TEXT PROVIDED ::
-- Opening Marker --

GM’s Lutz sees radical change

Everything about cars and light trucks is changing and changing fast, both in terms of technology and market

Everything about cars and light trucks is changing and changing fast, both in terms of technology and market demands. And that pace won’t be letting up anytime soon, according to Robert Lutz, vice chairman-global product development for General Motors. In fact, it’s transforming every facet of the domestic automotive business, from future market focus to investments in technology and research priorities.

“All the domestic automakers have been routinely dismissed as dumb, unprepared, anachronistic … an endangered species. It’s left me incredulous,” he told a gathering of high-level automotive executives. “Are we to believe that three independent companies, with three completely diverse global management teams, grounded by three different and independent boards… all at once nearly imploded because they were all just the same level of stupid at the same time? The truth is, going forward, this industry is on the cusp of radical change… a transformation, a period of what I call ‘discontinuous change.’”

-- Closing Marker --

DATA EXTRACT ::

-- Opening Marker --

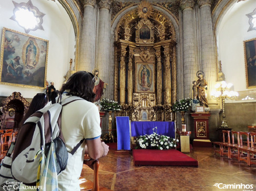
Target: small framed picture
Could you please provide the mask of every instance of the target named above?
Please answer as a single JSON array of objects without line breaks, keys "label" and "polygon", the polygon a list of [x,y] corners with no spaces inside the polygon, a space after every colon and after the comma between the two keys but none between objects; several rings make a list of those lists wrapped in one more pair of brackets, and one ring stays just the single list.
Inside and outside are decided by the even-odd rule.
[{"label": "small framed picture", "polygon": [[196,106],[196,113],[204,113],[204,106]]}]

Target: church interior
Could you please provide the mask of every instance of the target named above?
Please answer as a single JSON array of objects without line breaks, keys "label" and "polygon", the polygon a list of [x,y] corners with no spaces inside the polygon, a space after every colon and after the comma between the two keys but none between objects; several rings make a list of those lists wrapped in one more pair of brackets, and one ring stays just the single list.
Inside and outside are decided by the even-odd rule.
[{"label": "church interior", "polygon": [[[76,72],[97,72],[111,143],[99,159],[100,190],[256,189],[255,152],[239,162],[214,144],[222,130],[256,132],[255,0],[0,0],[0,18],[1,133],[17,128],[51,82],[59,90]],[[120,109],[102,108],[107,99]],[[191,108],[175,107],[184,99]],[[177,149],[198,166],[135,165],[113,144],[117,116],[173,123]],[[223,150],[215,154],[215,145]],[[93,182],[93,170],[84,165],[81,177]]]}]

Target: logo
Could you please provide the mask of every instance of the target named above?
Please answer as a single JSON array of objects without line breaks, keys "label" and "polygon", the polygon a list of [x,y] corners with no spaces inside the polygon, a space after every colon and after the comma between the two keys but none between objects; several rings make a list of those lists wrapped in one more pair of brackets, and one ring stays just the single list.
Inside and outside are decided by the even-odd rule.
[{"label": "logo", "polygon": [[22,182],[6,181],[3,185],[3,189],[4,191],[14,191],[20,189],[42,189],[43,186],[26,186],[23,184]]},{"label": "logo", "polygon": [[243,191],[253,190],[253,184],[225,184],[223,183],[215,183],[213,185],[213,186],[216,186],[220,189],[242,189]]},{"label": "logo", "polygon": [[9,187],[6,185],[4,185],[3,186],[3,189],[5,191],[11,191],[11,188],[9,188]]}]

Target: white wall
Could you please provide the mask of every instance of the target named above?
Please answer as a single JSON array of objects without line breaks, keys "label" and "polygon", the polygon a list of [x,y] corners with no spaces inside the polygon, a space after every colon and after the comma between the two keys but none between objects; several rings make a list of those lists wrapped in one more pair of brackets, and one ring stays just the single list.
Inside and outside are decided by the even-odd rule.
[{"label": "white wall", "polygon": [[216,31],[218,58],[221,61],[225,81],[232,83],[235,91],[248,90],[243,41],[256,37],[256,31],[248,32],[249,18],[246,15],[255,8],[255,0],[234,3],[223,17]]},{"label": "white wall", "polygon": [[[17,3],[28,0],[14,0]],[[29,34],[49,41],[46,80],[53,81],[59,89],[64,81],[63,76],[69,69],[70,58],[74,60],[75,39],[70,18],[58,1],[31,0],[33,5],[45,14],[43,17],[44,31],[31,31]],[[0,0],[0,29],[6,27],[25,33],[16,22],[10,19],[13,15],[12,1]],[[2,36],[2,35],[1,35]],[[72,64],[72,68],[74,63]],[[8,96],[13,92],[20,92],[24,97],[33,98],[44,89],[25,88],[0,84],[0,96]]]}]

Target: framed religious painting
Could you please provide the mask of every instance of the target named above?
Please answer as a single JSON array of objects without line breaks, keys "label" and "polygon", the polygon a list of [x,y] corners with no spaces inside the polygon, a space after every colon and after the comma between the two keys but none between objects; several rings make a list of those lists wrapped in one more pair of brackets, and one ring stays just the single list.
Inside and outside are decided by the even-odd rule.
[{"label": "framed religious painting", "polygon": [[47,40],[3,28],[0,83],[45,88],[48,44]]},{"label": "framed religious painting", "polygon": [[155,64],[136,63],[136,90],[137,92],[155,92]]},{"label": "framed religious painting", "polygon": [[243,42],[246,87],[256,88],[256,38]]}]

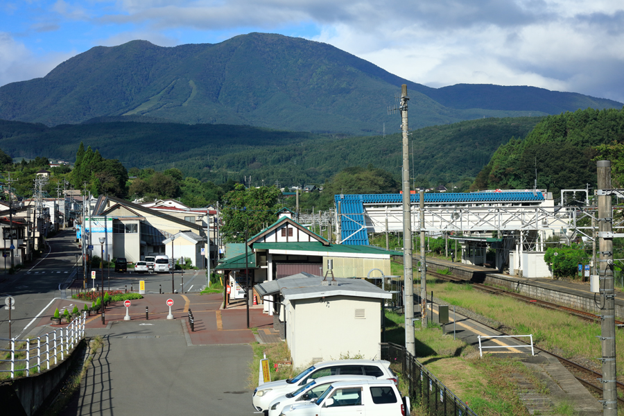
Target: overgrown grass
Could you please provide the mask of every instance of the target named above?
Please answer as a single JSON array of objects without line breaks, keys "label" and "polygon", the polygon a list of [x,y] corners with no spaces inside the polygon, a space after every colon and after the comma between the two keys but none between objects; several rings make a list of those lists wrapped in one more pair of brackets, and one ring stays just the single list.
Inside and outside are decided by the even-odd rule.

-- Closing Marker --

TASKS AND EXERCISES ::
1. Reproduce the passage of the article on GM's Robert Lutz that begins with the words containing "GM’s Lutz sees" and ends with "and research priorities.".
2. In the article on GM's Robert Lutz, what is his position at General Motors?
The records aren't needed for this work.

SOLUTIONS PER TASK ::
1.
GM’s Lutz sees radical change

Everything about cars and light trucks is changing and changing fast, both in terms of technology and market

Everything about cars and light trucks is changing and changing fast, both in terms of technology and market demands. And that pace won’t be letting up anytime soon, according to Robert Lutz, vice chairman-global product development for General Motors. In fact, it’s transforming every facet of the domestic automotive business, from future market focus to investments in technology and research priorities.

2. Vice chairman-global product development